> **Document extract**
Releases: AMReX-Astro/Castro
Release 21.02
21.02
-
In axisymmetric geometry, there are additional forces that arise
due to the changing direction of the unit vectors in the div{rho
U U} term. The paper by Bernand-Champmartin discusses this. See
issue #913. This adds those forces. Note that the Coriolis force
in 2-d axisymmetry is already consistent with a right-handed
system despite our internal ordering of the state was r, z,
theta. (#923) -
We can now set any of the Microphysics runtime parameters in the
inputs file instead of probin. Each group of parameters has a
namesapce for the inputs file when set this way
(e.g. eos.use_coulomb = 1), and the C++ inputs value will take
precedence over the value set in probin if it is set in both
places. (#1527)
Release 21.01
-
The minimum C++ standard supported by Castro is now C++17. Most modern compilers
support C++17; the notable exception is RHEL 7 and its derivatives like CentOS 7,
where the default compiler is gcc 4.8. In that case a newer compiler must be loaded,
particularly a version of gcc >= 7.0, for example by installing devtoolset-7 or (if
running on an HPC cluster that provides modules) using a more recent gcc module. (#1506) -
There can now be multiple _prob_params files throughout the source
tree. We read the problem's file last and that takes precedence over
any other _prob_params files found. (#1500) -
The timestep limiter dtnuc_T has been removed. dtnuc_e and dtnuc_X
are still available for controlling the burning timestep. (#1501) -
A bug was fixed in the 2nd order true SDC (with reactions) that
was giving the wrong solution and convergence (#1494). A second
bug was fixed in defining the weights for the Radau quadrature
when using true SDC (#1493) -
Compiling with the PGI compiler is no longer a requirement for the CUDA build of Castro.
We recommend using COMP=gnu with a version of gcc that is C++17 compliant (gcc >= 7).

> **Stored data**

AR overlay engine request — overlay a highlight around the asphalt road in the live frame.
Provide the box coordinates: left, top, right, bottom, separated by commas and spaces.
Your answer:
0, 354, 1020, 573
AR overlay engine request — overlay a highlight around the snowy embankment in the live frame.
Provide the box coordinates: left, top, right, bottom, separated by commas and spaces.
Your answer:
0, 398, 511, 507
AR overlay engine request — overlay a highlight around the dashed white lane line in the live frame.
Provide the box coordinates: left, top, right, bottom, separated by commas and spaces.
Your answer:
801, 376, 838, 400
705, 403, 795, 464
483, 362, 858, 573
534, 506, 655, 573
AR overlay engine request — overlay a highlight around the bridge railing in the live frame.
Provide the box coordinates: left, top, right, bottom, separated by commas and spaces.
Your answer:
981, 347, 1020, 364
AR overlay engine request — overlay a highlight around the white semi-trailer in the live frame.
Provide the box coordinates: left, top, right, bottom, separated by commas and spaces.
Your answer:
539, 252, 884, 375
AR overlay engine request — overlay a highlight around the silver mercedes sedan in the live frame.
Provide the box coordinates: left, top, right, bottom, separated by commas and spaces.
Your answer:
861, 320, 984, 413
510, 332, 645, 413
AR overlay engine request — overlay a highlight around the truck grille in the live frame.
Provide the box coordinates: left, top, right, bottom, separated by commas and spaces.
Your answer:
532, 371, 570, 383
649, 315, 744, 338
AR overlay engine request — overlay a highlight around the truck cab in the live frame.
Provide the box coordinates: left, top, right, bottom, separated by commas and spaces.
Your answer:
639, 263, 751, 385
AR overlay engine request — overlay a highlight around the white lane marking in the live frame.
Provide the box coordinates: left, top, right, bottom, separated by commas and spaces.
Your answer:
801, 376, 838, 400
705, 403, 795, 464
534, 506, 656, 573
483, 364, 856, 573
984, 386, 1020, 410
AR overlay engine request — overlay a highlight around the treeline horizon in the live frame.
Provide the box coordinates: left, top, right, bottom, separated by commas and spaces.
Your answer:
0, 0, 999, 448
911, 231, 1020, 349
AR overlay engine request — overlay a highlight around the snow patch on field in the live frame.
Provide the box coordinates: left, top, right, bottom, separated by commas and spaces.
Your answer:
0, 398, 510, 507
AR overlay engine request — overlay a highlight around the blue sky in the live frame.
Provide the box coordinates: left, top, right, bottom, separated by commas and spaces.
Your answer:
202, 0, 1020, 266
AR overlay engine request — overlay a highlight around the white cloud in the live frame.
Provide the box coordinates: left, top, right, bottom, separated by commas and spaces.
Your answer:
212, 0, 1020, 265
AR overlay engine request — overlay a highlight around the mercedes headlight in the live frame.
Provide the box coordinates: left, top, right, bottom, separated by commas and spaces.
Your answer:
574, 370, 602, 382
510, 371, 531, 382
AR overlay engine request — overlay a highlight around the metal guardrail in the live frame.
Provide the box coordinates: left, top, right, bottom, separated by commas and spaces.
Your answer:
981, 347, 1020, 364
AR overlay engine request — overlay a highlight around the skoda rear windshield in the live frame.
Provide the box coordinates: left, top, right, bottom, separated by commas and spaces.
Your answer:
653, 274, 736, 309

> **Problem 1**
Answer these questions about the Castro release notes:
(a) What is the minimum C++ standard that Castro now supports?
(b) Which timestep limiter has been removed?
(c) Which issue number is cited for the additional forces in axisymmetric geometry?
> **Problem 2**
Reproduce the rows verbatim, starting with the line that contains "AR overlay engine request — overlay a highlight around the skoda" and continuing through the last line of the rows, inclusive.

> **Full answer 1**
(a) C++17
(b) dtnuc_T
(c) #913

> **Full answer 2**
AR overlay engine request — overlay a highlight around the skoda rear windshield in the live frame.
Provide the box coordinates: left, top, right, bottom, separated by commas and spaces.
Your answer:
653, 274, 736, 309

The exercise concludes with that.